Exercise prompt
Type out every line of the data again, exactly.

Extracted material
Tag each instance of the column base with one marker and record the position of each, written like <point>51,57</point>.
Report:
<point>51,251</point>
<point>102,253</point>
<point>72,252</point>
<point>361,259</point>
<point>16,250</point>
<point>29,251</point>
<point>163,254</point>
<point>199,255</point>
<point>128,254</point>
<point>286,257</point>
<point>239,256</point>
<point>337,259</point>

Response to this task
Tag each instance of the column base with one marker and record the position of each, written like <point>51,57</point>.
Report:
<point>51,251</point>
<point>102,253</point>
<point>72,252</point>
<point>361,259</point>
<point>16,250</point>
<point>29,251</point>
<point>163,254</point>
<point>199,255</point>
<point>128,254</point>
<point>286,257</point>
<point>239,256</point>
<point>337,259</point>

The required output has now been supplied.